**WHAT THE EXERCISE ASKS:**
Write out, word for word, the lines of the listing from the one containing "Thank you for this photo. Would you kindly tag the curtain" through the last line of the listing, including both.

(Records of labeled points)

■ ■ ■ ■

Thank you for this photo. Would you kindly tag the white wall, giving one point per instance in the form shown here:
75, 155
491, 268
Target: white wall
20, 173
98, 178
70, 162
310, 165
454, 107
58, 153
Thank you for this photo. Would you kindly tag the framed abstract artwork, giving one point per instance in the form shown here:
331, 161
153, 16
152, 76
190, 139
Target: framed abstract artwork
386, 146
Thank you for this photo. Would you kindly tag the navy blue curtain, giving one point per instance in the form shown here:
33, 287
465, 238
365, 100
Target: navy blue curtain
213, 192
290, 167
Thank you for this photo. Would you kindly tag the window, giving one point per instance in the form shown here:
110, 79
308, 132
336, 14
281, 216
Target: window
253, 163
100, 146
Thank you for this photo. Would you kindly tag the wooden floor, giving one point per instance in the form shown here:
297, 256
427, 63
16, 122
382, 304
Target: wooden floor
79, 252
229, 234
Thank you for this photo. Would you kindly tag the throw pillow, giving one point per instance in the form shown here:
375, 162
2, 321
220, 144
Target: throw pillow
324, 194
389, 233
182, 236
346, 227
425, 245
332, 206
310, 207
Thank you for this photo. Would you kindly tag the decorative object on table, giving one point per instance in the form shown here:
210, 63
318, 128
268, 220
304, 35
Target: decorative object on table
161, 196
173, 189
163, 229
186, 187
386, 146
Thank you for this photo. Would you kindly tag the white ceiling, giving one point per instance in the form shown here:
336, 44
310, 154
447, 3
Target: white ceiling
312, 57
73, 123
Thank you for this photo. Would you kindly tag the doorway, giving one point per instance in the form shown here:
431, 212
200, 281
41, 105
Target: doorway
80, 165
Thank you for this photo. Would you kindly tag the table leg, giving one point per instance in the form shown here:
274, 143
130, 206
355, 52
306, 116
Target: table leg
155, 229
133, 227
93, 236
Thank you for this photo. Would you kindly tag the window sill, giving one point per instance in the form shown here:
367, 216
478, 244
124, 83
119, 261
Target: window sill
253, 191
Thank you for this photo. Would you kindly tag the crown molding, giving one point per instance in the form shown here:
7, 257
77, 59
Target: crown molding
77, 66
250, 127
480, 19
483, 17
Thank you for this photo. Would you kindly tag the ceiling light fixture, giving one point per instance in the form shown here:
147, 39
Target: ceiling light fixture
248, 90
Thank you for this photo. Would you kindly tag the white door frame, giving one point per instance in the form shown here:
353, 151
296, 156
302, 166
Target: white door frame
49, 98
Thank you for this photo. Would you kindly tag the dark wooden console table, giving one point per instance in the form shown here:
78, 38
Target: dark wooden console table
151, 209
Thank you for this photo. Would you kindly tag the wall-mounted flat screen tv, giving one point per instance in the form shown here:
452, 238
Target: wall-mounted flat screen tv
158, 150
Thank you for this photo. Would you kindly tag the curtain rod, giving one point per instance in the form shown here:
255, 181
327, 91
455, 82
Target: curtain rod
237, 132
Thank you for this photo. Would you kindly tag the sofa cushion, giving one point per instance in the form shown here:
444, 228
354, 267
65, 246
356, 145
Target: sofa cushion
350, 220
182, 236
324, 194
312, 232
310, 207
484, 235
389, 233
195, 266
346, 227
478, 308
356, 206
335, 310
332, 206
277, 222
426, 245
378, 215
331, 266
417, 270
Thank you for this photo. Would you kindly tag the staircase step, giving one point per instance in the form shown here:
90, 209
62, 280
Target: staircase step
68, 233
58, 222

■ ■ ■ ■

**EXERCISE RESPONSE:**
Thank you for this photo. Would you kindly tag the curtain rod, giving one point per instance in the form shown here:
255, 181
327, 91
455, 82
Target: curtain rod
237, 132
Thank you for this photo. Would you kindly tag the sofa cushion, giving one point per instance in the form shown here:
444, 228
354, 267
65, 246
356, 145
Target: sofa cushion
350, 220
182, 236
324, 194
312, 232
310, 207
484, 235
389, 233
195, 266
346, 227
478, 308
356, 206
335, 310
332, 206
277, 222
426, 245
378, 215
331, 266
417, 270
Thank you for this photo. Would you kindly tag the staircase step, giving one point per instance in the form shown here:
90, 209
62, 280
Target: staircase step
68, 233
58, 222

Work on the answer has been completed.